● **What needs to be done**
Put the material below into a Markdown table with the columns "Row" and "Line", one numbered row per line and no rows for blank lines. Leave the pictures out.

........

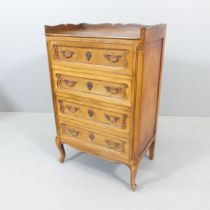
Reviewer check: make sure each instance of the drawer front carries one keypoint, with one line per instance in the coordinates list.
(107, 143)
(93, 55)
(115, 58)
(67, 84)
(120, 121)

........

● **Output**
| Row | Line |
|---|---|
| 1 | Reviewer check: make sure each instance of the drawer front carries one keypoint, with one line per instance in the coordinates list. |
| 2 | (107, 143) |
| 3 | (93, 55) |
| 4 | (115, 58) |
| 5 | (67, 84) |
| 6 | (120, 121) |